--- Material ---

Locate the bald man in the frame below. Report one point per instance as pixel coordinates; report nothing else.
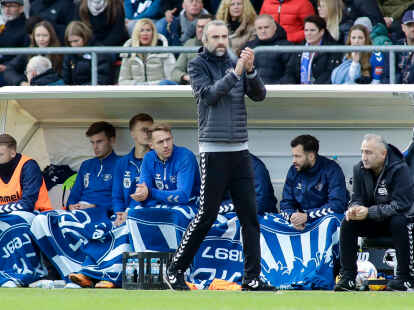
(381, 204)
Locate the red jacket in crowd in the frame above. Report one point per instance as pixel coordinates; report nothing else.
(290, 14)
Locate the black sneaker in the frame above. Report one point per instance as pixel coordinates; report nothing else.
(345, 284)
(400, 285)
(257, 284)
(175, 280)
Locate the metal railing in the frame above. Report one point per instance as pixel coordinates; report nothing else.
(94, 51)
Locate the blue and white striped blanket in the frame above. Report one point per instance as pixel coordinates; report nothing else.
(19, 260)
(291, 259)
(74, 242)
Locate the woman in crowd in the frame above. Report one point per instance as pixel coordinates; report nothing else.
(313, 67)
(146, 69)
(77, 67)
(332, 11)
(359, 67)
(106, 18)
(43, 35)
(239, 15)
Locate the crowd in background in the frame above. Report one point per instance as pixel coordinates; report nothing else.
(162, 23)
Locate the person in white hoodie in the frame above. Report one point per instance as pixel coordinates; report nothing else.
(146, 68)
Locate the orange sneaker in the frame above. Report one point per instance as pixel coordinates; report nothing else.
(105, 284)
(80, 279)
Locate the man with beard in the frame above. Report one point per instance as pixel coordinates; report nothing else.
(381, 205)
(219, 85)
(13, 32)
(314, 187)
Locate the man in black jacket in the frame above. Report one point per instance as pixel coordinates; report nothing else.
(219, 85)
(13, 33)
(270, 65)
(381, 205)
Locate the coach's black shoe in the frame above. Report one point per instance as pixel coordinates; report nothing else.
(257, 284)
(175, 280)
(345, 284)
(399, 284)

---

> [Work instructions] Make an exact copy of all entries above, dropping the images.

> [Solution to the exercise]
Locate the bald man in the frame below. Report one point per instance as pixel coordinates; report nothing else.
(381, 204)
Locate the red jacket in crowd in the frame above. Report one point per instance as pixel coordinates; report nothing else.
(290, 14)
Locate the black sneaker in the frame above. Report one point per instance as pixel coordinates; report nothing else.
(345, 284)
(400, 285)
(257, 284)
(175, 280)
Locate the metal railing in the frame above. Report one point per instance as pixel coordinates; report nothing else.
(94, 51)
Locate the blue and white striped blanket in the frame above. Report one point per instance as pixel coordinates; report nothing else.
(19, 260)
(291, 259)
(74, 242)
Locate the woman in crowd in the frame above. Report one point per instance as pixel coordinates; report nothing else.
(313, 67)
(146, 69)
(77, 67)
(332, 11)
(359, 67)
(106, 18)
(43, 35)
(239, 15)
Locate the crowd in background in the frame above. Report one point per instance as pixel coordinates; report nothing else.
(162, 23)
Locate the person in white hoodie in the frame above. Report one point per instance as pixel coordinates; report nothing else.
(146, 68)
Locate the orange sneaker in the frame above. Report one point per instance as pixel coordinates; report nothing else.
(105, 284)
(80, 279)
Locate the man with beard in the frame above. Report one point per instance as pixel coordinates; report nothing else.
(381, 205)
(219, 85)
(13, 32)
(314, 187)
Locate the man in black jacket in the frame above. Report one point per instance as pixel coordinates; report nothing else.
(219, 85)
(13, 33)
(270, 65)
(381, 205)
Locate the coach's black shoe in the frame above. Report one point per instance as pixel coordinates; report nothing else.
(257, 284)
(175, 280)
(345, 284)
(399, 284)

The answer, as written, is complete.